— Entries shown —
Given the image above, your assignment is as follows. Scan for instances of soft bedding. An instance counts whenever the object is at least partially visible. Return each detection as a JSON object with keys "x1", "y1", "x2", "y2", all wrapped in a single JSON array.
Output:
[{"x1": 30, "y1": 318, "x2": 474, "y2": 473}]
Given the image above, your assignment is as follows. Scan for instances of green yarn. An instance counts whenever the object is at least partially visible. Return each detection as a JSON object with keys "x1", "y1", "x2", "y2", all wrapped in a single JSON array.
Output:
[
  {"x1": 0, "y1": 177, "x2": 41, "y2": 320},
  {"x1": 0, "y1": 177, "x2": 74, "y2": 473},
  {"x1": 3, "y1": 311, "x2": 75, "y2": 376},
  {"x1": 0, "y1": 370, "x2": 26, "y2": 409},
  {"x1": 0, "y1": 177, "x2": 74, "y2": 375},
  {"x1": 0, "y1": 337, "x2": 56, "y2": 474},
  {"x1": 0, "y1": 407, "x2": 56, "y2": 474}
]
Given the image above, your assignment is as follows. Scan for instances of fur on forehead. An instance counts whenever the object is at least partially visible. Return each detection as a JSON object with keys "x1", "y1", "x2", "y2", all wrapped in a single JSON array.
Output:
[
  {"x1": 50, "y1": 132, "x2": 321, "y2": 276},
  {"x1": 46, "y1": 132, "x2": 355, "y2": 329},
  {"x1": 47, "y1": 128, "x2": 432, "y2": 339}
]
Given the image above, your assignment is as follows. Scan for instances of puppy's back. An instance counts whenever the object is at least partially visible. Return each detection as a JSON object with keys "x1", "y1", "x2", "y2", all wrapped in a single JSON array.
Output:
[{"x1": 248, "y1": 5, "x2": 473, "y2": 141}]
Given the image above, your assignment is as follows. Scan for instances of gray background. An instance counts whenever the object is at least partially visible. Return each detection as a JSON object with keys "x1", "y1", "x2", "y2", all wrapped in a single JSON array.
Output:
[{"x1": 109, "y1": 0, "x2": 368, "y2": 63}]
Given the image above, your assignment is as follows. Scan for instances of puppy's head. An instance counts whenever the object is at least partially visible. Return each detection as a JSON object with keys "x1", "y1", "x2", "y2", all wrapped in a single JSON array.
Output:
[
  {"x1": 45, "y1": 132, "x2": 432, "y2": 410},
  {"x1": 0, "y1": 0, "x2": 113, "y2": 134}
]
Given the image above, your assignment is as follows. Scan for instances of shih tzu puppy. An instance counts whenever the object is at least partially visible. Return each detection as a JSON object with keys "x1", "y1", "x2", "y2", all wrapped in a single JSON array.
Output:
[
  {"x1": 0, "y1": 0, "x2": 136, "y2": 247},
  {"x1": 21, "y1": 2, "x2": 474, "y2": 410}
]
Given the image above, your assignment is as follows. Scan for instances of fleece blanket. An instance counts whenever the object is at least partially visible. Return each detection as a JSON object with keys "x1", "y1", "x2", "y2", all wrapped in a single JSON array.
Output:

— What you are asked to do —
Go through the listing above, and whenever a line holds the word "puppy", copy it.

— Output —
Given the image above, your assignment is as follows. Scan for instances of puppy's back. An instance counts whenever the object is at least partially visible. Return each detection as a JSON object with keys "x1", "y1", "x2", "y2", all wrapped in a single JSON array.
Given the image above, your assignment is as follows. Scan for instances of puppy's head. An instance counts whenever the object is at least partially visible. Return each detection as a JSON object with keys "x1", "y1", "x2", "y2", all wrapped in a single JSON array.
Given the image above, your assignment is as follows. Scan for instances of shih tzu puppy. An instance counts whenever the object is at least partially visible. Return each detection as a JSON object with keys "x1", "y1", "x2", "y2", all wrapped in a single JSON array.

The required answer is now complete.